(WORK ITEM):
Write out the entries, please, from the line containing "Objective — one pin per instance of the black coat" through their final line, exactly and with nothing else.

__________

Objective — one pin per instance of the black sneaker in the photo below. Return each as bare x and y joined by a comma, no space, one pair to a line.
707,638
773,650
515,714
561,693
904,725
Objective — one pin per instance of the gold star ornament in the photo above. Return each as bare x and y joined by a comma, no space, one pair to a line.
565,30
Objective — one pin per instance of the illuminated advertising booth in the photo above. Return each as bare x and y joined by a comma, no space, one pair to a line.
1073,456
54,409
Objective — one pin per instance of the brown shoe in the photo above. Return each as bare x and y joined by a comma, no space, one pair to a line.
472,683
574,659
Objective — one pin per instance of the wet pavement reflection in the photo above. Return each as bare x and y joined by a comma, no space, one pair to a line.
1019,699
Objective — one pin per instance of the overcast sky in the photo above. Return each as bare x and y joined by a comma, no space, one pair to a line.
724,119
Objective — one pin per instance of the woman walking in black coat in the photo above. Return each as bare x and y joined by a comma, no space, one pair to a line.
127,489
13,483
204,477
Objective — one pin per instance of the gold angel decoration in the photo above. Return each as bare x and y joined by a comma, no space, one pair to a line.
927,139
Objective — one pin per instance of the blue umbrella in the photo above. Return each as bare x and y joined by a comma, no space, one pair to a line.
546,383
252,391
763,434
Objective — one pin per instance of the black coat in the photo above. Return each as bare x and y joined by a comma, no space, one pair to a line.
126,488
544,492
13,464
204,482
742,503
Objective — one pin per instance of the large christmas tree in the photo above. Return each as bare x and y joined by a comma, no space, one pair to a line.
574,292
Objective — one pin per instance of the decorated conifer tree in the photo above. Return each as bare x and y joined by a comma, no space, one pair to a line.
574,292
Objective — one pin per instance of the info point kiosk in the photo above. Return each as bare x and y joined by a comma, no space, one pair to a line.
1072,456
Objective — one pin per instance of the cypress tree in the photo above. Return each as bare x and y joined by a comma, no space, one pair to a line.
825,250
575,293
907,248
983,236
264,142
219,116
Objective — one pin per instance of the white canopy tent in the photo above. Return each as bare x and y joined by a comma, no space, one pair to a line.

__________

(THE ANSWER):
Objective — one pin per instance of the black coat in the photo above. Return each as bare x and y joined by a comma, no space, one pair to a line.
126,488
544,492
13,464
204,482
742,503
Objective — one pin per instance of the large christmas tree in the photo above. Return each as bare x and y joined by a comma, no space, one pair to a line.
574,292
Objective — one pin per instance of the decorated conifer tree in the photo above. Return each as bare x and y joined by a comma, no space, one pair to a line.
574,292
Objective — one pin per instance of the info point kiosk in the photo above. Return each as bare x and y joined by a comma, no space, one pair to a line.
1072,456
Objective — one pin per instance of the cypress tree in the photo above. Return each as bare x and y joined by a comma, no space, one pair to a line.
825,250
575,293
907,248
983,236
264,142
219,116
Objective — one pin per instance of the white canopy tent in the photo above. Return each as bare x and y joined by a comma, no space, one pair to a line.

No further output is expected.